# GH



## Toby2 (Jun 16, 2018)

Do customers get charged when they cancel an order? Also how kindly does GH take to dropped blocks?


----------



## GIGorJOB (Feb 29, 2020)

> *If you realize you're unable to work a block that you've scheduled, drop it as soon as possible to allow other drivers in your market to pick it up.* When you wait until the last minute to edit or drop your block, you take earning opportunities away from your fellow drivers.
> 
> A few things to remember about scheduling blocks:
> 
> ...


The above coming directly from GH.

As far as your first question, would also like to know and also if it is a Place and Pay variant, if that makes any difference?


----------



## Toby2 (Jun 16, 2018)

Ok. Got it ^. I pick up blocks because they are mostly always available. So now I know it just affects your level. I’ve been and always will be “partner”. It’s just picking a week ahead of time is difficult because life happens. Didn’t want to be deactivated because of dropped blocks.


----------



## GIGorJOB (Feb 29, 2020)

Toby2 said:


> Ok. Got it ^. I pick up blocks because they are mostly always available. So now I know it just affects your level. I've been and always will be "partner". It's just picking a week ahead of time is difficult because life happens. Didn't want to be deactivated because of dropped blocks.


For the most part but don't forget that they can remove your access to blocks for abusing it and that is at their sole discretion. People often have been deactivated for reasons no one can put a finger on so please don't assume that can't be why.

So as it is suggested, try to schedule blocks that you are sure you can work and if you do have to drop them, don't make it a habit and try to do so outside of 72 hours.


----------



## _Tron_ (Feb 9, 2020)

_Blocks_? Non-delivery driver asks, "This is delivery you are speaking of, yes? Because it could be mistaken for another kind of service.


----------



## Timlee252525 (Apr 14, 2020)

After you schedule your block and you choose to work that block but you keep rejecting or ignoring orders because they are low or distance is too far and decided enough is enough and toggle offline before your block end. Will this get you in trouble for deactivation?


----------



## Grubhubflub (Jun 16, 2018)

Timlee252525 said:


> After you schedule your block and you choose to work that block but you keep rejecting or ignoring orders because they are low or distance is too far and decided enough is enough and toggle offline before your block end. Will this get you in trouble for deactivation?


It would appear so.


----------



## kingcorey321 (May 20, 2018)

My comment . Yes GH diner get charged if they cancel a order .
I picked up the food before . Gh called me. Do not deliver the order was canceled . Keep the food .
I asked them they said the diner has to pay for everything and i got paid
Blocks depending where you live . Here metro detroit . They make zero difference . Its slammed all day long .
I never set up blocks .


----------



## GIGorJOB (Feb 29, 2020)

Wonder if whether you have already picked up the order is the difference in if the diner gets charged or not.

Imagine there has to be some situations that are on a case by case basis. Such as restaurant doesn't have something or if the order is taking too long to arrive.

What does GH do with Place & Pay type orders if cancelled when the restaurant is not a partner? Do they call back or is the driver to and say sorry we need to cancel or say nothing? 

There has to be some language or policy in the partner restaurant agreement that addresses this but to the unsuspecting non partner, who might deal with a few of those a week or worse, a day. They have to be following up and demanding payment in some or many of those instances.

Task:
Write the continuation of the forum thread above on GH delivery blocks and canceled orders, beginning right after its final sentence.

Provided data:
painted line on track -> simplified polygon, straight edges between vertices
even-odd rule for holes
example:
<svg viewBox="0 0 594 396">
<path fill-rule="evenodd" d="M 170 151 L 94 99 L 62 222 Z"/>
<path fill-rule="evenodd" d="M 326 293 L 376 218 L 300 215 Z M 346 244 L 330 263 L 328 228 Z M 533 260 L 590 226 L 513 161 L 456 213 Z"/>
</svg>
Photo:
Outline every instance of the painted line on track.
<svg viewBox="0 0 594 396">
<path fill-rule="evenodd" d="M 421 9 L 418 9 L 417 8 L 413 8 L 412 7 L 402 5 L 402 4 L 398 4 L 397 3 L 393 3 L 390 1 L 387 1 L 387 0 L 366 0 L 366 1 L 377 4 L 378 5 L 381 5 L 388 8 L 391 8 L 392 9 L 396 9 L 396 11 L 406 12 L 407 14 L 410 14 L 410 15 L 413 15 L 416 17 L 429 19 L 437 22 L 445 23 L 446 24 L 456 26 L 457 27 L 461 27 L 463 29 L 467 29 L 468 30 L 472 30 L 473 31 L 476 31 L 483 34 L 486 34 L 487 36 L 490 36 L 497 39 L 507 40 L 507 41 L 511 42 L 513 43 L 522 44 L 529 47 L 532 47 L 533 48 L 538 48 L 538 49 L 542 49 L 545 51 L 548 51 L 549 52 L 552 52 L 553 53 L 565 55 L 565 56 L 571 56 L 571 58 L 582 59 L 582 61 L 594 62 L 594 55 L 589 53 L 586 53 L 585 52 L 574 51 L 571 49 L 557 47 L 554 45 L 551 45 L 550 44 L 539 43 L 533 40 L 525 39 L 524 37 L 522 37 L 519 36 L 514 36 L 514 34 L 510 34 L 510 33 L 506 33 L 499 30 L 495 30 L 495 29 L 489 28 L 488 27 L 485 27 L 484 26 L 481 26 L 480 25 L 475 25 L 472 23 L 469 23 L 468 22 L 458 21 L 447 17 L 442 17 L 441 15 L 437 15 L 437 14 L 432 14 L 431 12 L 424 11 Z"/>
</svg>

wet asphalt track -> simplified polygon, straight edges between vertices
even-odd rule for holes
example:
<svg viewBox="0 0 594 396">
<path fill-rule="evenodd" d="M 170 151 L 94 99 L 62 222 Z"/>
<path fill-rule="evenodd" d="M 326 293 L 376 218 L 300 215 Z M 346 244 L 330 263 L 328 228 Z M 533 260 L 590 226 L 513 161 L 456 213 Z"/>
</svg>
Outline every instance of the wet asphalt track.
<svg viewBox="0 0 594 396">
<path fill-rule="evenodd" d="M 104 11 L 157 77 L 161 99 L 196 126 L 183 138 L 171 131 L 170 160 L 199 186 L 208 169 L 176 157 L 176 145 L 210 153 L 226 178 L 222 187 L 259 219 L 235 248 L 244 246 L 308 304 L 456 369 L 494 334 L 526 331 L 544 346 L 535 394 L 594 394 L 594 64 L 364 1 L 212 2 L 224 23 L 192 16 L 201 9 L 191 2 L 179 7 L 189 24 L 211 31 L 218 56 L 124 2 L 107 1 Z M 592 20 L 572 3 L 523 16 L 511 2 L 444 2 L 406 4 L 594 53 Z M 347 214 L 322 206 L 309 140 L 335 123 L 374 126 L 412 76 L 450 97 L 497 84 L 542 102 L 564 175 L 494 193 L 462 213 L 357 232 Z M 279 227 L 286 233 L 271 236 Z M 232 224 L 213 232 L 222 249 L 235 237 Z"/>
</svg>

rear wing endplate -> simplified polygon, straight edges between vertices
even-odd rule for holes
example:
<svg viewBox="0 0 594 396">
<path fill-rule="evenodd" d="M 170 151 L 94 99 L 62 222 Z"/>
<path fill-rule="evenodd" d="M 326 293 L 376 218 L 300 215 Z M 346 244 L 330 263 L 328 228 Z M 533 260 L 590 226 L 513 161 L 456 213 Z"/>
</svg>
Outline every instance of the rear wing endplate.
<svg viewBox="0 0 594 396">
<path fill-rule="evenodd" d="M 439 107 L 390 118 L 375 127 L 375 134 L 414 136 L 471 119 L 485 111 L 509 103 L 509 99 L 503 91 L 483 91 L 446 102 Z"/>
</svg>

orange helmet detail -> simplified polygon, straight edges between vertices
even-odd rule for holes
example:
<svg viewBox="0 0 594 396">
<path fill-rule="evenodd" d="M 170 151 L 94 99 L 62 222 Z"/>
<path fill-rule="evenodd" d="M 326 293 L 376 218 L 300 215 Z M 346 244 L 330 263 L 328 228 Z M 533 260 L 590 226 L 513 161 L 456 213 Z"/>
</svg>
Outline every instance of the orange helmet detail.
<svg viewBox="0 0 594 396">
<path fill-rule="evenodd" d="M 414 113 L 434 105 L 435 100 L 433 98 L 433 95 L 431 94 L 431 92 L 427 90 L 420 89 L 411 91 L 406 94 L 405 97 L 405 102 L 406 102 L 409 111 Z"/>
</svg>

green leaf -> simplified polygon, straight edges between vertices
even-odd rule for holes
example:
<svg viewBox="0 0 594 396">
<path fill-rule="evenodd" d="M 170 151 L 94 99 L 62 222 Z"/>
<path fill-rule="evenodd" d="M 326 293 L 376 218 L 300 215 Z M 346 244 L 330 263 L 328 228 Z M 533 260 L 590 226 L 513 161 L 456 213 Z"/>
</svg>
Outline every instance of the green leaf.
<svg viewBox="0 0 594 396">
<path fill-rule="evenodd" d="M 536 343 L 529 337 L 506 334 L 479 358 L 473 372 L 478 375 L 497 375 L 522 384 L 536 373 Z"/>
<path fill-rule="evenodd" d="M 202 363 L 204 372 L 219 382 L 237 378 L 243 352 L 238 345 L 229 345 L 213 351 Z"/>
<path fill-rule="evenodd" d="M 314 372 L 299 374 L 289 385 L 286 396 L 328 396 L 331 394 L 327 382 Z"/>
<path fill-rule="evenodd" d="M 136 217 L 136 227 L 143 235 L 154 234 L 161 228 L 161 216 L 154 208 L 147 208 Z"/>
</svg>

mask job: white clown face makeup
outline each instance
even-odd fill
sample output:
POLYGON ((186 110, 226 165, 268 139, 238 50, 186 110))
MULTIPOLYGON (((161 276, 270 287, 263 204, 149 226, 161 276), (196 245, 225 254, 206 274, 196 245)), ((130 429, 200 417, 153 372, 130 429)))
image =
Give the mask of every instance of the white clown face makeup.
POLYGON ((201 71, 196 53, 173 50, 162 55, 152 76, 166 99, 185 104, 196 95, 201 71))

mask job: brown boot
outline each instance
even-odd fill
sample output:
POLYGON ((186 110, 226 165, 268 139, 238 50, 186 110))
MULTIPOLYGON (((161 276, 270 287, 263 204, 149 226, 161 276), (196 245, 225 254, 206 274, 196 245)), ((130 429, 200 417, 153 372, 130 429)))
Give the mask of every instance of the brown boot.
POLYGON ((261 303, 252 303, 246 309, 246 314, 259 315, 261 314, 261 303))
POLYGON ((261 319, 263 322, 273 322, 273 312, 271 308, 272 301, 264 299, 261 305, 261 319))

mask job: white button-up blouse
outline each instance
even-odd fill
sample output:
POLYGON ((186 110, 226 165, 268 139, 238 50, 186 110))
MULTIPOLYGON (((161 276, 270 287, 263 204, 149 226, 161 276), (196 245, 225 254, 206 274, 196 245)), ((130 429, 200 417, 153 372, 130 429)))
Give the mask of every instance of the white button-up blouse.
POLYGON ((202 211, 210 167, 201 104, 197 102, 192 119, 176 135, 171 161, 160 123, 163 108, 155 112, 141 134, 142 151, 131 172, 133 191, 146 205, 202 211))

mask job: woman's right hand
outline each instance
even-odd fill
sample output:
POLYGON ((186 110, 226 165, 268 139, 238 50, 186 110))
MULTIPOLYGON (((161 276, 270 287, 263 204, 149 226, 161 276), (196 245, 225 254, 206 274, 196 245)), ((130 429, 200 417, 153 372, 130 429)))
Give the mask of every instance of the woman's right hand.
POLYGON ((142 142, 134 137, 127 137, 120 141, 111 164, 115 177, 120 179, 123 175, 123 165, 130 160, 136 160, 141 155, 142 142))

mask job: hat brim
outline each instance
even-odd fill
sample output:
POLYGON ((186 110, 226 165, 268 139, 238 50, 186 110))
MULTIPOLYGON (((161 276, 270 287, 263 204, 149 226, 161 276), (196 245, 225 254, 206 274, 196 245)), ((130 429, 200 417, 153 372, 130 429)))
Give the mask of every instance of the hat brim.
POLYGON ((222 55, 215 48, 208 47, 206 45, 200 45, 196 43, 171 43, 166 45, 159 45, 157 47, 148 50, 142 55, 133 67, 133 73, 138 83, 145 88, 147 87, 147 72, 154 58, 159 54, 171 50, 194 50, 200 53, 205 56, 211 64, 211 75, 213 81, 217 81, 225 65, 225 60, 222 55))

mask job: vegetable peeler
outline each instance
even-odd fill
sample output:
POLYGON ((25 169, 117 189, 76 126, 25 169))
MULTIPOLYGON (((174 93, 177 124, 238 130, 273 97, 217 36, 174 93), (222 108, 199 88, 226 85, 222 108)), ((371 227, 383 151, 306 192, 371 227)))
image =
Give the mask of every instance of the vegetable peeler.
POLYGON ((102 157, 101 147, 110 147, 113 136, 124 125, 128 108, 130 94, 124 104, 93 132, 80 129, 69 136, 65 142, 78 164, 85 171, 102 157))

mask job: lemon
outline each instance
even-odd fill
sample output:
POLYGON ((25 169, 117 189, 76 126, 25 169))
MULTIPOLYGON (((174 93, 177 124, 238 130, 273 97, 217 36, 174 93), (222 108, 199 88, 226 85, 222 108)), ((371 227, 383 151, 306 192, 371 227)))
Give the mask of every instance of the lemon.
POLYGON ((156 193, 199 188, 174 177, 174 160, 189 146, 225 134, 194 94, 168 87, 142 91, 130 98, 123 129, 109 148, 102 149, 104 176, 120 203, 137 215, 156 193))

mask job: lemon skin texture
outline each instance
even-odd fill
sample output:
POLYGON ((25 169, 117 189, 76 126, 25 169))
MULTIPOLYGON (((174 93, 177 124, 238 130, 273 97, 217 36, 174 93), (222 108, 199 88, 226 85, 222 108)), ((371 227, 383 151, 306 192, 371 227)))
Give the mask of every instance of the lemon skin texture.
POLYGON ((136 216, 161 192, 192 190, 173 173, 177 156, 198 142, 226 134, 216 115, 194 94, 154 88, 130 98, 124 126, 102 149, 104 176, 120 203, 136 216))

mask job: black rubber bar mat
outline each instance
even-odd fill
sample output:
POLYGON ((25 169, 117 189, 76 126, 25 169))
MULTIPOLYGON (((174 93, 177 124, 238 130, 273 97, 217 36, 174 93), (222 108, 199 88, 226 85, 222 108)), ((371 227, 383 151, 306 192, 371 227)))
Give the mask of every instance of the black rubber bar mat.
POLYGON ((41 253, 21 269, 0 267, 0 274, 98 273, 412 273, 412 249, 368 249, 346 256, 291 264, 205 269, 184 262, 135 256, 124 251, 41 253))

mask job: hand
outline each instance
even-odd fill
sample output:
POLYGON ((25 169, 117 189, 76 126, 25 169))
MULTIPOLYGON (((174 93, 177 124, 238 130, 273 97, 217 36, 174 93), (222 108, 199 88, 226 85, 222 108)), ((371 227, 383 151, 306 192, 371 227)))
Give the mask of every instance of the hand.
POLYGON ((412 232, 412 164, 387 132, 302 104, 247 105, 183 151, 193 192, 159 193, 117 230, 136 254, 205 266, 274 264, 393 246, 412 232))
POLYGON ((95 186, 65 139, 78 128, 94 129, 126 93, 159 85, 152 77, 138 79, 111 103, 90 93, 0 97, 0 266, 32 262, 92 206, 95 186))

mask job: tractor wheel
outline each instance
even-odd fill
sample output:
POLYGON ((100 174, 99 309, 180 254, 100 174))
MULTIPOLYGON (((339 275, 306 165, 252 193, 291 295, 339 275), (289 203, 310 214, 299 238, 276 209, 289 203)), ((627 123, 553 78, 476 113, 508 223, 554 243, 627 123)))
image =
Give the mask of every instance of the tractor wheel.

Task result:
----------



## Toby2 (Jun 16, 2018)

Two situations. One was an O&P. No cook until 35 minutes later. Called the customer and asked if they can cancel while I called support. Got the cancellation message before I got support. Got a few bucks and moved on. What would support do in that situation? The other was an item wouldn’t be available until 40 minutes. Called the customer and mentioned they could cancel and reorder. They asked about a substitute and i said GH doesn’t look too kindly upon me doing that. Called support and the first thing they said was if I tried to get a substitution, DOH!. They called the customer and the next thing was a message for the cancellation. I guess what I’m asking is it wrong to get a customer to cancel an order. I don’t want them charged though no fault of their own.


----------



## Grubhubflub (Jun 16, 2018)

Toby2 said:


> I guess what I'm asking is it wrong to get a customer to cancel an order. I don't want them charged though no fault of their own.


You don't need to worry about what the customer gets charged for. That's above your paygrade. Just let GrubHub handle it.


----------



## Seamus (Jun 21, 2018)

Toby2 said:


> Do customers get charged when they cancel an order?


If the order has already been placed with the restaurant then Yes because the restaurant charges GH, even when an order is never picked up. If the customer complains loud and long enough they get credited.


Toby2 said:


> Also how kindly does GH take to dropped blocks?


If it's occasional and done ahead of time it's not a problem. If it's frequent and last minute that pisses them off. The penalty for pissing them off could range from losing the ability to schedule blocks all the way to deactivation if they have plenty of drivers. How easily it is to be deactivated almost always depends on how many drivers they have in your market. (with ALL the gigs).


----------



## GIGorJOB (Feb 29, 2020)

Toby2 said:


> Two situations. One was an O&P. No cook until 35 minutes later. Called the customer and asked if they can cancel while I called support. Got the cancellation message before I got support. Got a few bucks and moved on. What would support do in that situation? The other was an item wouldn't be available until 40 minutes. Called the customer and mentioned they could cancel and reorder. They asked about a substitute and i said GH doesn't look too kindly upon me doing that. Called support and the first thing they said was if I tried to get a substitution, DOH!. They called the customer and the next thing was a message for the cancellation. I guess what I'm asking is it wrong to get a customer to cancel an order. I don't want them charged though no fault of their own.


Can only speak for myself but I would let the customer act or communicate first. Don't think it is wrong to have the customer cancel necessarily but we have to be very careful and specific at the same time IMO. Would do so only after they clearly expressed that on their own. I would only willing relay info about missing items/replacements and would provide updates about the food time only if asked, otherwise support/care gets that info when it's excessive.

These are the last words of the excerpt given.